### Data rows
-----

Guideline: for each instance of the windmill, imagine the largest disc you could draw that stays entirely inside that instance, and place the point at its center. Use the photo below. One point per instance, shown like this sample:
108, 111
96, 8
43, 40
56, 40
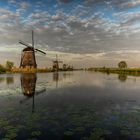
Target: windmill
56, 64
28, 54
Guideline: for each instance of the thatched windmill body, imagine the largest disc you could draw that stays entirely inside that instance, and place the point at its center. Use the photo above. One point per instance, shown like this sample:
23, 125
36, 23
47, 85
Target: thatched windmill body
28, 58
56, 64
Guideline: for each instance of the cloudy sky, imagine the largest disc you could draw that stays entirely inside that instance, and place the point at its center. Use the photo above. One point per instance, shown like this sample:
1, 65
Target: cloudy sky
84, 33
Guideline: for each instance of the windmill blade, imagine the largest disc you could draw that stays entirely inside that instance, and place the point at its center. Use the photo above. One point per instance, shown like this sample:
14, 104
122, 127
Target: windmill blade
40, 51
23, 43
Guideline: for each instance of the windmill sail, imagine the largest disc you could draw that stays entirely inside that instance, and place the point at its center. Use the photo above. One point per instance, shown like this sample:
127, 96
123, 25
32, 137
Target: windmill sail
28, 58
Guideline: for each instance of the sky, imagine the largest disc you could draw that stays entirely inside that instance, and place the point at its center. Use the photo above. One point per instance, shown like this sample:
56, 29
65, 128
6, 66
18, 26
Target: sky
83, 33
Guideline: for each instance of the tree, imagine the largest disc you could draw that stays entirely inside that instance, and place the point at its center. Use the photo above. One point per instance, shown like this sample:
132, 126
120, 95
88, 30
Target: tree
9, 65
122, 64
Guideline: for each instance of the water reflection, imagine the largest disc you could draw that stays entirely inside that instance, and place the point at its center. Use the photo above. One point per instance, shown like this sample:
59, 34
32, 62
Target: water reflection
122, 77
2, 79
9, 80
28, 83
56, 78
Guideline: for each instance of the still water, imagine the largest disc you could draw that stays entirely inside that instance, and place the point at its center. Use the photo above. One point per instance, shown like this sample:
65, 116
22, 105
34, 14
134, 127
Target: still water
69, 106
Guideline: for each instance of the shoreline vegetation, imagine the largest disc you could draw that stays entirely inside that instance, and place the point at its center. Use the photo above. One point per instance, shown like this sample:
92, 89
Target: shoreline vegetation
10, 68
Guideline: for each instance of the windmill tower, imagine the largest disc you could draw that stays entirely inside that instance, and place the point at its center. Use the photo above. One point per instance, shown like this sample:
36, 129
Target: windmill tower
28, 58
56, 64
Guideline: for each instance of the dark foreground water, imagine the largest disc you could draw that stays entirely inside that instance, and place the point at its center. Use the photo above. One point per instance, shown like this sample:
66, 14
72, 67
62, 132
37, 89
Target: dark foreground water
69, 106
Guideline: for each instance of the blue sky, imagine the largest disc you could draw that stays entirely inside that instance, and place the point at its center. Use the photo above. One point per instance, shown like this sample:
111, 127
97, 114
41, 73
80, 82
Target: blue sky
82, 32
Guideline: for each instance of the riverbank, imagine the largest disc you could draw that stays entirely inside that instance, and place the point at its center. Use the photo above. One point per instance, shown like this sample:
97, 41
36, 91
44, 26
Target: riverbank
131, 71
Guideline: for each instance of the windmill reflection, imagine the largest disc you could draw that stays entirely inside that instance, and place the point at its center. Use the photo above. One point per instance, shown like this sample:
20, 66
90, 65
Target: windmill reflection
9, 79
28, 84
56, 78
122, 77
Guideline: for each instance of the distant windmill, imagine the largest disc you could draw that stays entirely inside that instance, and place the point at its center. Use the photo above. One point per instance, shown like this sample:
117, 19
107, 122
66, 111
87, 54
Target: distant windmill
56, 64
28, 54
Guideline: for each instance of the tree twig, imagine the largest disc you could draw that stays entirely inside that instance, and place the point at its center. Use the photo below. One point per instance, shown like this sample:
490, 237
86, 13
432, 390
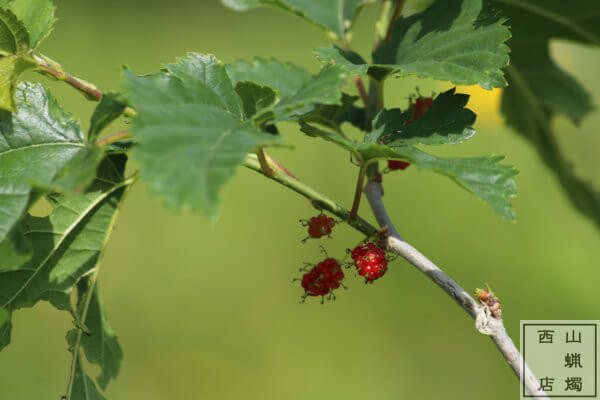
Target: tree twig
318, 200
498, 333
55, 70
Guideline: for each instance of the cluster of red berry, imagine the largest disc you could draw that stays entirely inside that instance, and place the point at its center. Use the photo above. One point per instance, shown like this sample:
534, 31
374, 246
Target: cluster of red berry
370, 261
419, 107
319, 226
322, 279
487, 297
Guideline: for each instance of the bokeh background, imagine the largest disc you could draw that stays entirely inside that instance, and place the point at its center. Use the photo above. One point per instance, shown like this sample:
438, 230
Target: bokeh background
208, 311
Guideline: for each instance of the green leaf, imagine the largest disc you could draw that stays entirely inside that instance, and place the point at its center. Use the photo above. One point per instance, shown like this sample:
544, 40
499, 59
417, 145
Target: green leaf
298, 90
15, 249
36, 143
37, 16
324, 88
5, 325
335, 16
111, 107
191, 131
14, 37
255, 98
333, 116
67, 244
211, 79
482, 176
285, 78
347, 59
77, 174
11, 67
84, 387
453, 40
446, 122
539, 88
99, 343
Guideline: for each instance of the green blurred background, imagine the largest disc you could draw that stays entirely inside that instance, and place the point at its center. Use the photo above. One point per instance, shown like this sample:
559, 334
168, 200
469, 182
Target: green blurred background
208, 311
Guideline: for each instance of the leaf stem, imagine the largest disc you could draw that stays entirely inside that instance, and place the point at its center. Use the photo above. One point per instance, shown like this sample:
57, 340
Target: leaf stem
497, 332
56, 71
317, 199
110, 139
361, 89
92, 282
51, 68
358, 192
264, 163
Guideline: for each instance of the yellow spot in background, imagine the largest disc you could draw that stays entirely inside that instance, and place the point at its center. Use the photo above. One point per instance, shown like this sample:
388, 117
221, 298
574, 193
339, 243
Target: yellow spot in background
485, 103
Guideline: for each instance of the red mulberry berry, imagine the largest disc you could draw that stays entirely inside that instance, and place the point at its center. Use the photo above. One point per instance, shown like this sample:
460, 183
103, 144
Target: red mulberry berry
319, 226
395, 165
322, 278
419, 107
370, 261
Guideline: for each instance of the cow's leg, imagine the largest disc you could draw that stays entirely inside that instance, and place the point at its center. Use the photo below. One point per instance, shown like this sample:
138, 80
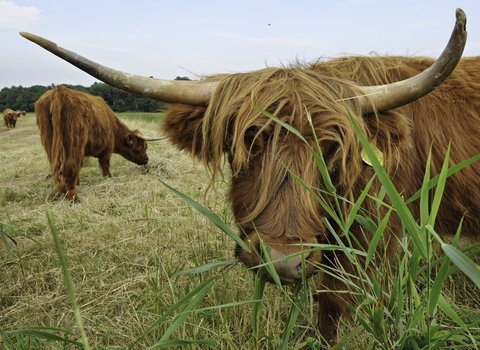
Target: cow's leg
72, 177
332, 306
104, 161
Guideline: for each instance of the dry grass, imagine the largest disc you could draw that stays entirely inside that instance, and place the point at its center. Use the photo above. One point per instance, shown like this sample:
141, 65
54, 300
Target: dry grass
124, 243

-----

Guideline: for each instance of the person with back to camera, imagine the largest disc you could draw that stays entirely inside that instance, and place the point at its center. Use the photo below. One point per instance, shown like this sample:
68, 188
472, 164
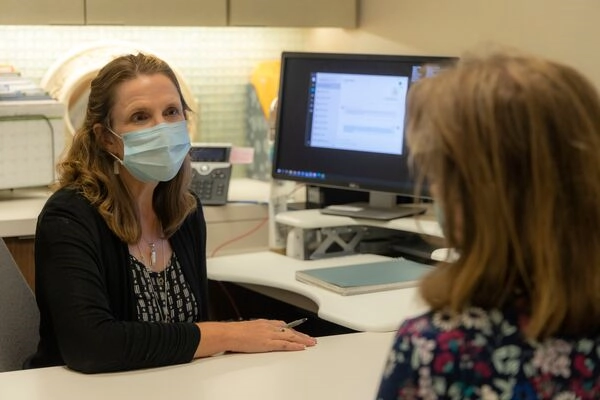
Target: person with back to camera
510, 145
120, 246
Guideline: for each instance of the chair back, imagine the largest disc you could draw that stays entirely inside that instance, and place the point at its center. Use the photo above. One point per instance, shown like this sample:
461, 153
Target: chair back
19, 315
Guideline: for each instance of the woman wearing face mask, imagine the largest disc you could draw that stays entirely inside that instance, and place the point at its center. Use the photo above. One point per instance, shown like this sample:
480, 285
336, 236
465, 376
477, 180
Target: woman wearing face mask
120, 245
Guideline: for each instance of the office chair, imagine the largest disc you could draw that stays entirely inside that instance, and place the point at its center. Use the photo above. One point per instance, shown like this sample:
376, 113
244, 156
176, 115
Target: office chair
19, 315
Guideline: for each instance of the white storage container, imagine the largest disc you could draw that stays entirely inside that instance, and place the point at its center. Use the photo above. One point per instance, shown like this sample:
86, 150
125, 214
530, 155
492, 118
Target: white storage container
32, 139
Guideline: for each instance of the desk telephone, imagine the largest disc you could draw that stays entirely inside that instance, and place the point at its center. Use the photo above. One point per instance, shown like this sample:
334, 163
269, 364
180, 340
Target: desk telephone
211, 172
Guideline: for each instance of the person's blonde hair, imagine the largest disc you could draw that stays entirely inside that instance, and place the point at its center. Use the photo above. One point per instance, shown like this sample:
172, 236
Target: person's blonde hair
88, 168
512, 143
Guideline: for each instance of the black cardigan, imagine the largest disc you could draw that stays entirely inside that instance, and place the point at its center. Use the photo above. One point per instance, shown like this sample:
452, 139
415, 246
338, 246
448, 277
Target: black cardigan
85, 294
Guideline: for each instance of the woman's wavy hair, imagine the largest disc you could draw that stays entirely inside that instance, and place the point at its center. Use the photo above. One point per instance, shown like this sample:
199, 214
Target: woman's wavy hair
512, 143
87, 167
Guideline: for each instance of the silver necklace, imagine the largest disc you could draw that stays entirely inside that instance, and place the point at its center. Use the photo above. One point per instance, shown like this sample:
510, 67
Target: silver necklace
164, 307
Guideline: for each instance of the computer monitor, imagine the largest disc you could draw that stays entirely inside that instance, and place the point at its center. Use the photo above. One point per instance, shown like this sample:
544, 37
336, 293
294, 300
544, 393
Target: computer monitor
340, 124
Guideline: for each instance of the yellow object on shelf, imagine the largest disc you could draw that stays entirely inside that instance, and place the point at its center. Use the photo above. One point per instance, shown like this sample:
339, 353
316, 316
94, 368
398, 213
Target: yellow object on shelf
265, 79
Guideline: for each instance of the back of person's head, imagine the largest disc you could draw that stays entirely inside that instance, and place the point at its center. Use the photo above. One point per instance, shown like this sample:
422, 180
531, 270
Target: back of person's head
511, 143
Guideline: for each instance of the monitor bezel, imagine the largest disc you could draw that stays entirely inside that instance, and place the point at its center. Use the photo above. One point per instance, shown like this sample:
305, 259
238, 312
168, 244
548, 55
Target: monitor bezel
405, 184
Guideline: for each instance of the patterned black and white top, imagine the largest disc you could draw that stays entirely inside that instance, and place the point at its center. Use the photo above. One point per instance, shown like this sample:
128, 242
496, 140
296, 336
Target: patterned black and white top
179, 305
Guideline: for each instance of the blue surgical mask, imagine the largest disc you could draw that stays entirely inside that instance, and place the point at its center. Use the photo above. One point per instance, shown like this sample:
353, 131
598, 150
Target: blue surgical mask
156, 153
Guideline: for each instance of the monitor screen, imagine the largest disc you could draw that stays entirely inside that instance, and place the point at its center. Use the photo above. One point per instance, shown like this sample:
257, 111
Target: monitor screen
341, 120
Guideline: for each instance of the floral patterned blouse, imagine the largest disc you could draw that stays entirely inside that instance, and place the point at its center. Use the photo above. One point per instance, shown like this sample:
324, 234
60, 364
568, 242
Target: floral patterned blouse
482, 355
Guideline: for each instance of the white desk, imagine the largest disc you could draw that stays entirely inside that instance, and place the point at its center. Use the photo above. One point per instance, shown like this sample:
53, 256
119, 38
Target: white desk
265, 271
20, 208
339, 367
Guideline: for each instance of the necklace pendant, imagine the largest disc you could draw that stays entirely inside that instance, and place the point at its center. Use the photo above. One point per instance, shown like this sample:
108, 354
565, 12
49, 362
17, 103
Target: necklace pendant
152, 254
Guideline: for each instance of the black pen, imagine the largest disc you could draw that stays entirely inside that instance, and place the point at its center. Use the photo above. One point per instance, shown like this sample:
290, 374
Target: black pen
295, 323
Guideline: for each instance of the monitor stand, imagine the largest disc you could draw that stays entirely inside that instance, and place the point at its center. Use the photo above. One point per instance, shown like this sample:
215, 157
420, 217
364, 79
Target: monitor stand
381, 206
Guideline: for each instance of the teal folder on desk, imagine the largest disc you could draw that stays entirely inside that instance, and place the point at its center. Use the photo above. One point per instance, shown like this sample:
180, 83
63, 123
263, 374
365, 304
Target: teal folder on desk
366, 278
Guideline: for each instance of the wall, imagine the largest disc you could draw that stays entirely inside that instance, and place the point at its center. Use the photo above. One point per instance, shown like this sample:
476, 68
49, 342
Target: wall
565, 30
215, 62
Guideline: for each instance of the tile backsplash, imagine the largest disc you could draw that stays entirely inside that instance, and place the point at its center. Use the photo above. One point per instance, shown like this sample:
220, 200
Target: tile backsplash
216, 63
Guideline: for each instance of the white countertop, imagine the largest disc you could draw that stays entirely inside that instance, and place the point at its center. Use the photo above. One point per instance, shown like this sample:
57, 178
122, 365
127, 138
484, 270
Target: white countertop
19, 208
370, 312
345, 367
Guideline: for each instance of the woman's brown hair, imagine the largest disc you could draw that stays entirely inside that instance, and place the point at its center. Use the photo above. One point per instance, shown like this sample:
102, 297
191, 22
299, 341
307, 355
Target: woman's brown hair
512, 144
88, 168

-----

### Task requirements
List every line of the data above that contains the word "spot".

### Written solution
Guideline: for each instance of the yellow spot in background, imagine the largest disc you could draw that stays entirely inside that instance, and place the point at its center. Use the photo above. One point per instance, shown like this sample:
Target: yellow spot in background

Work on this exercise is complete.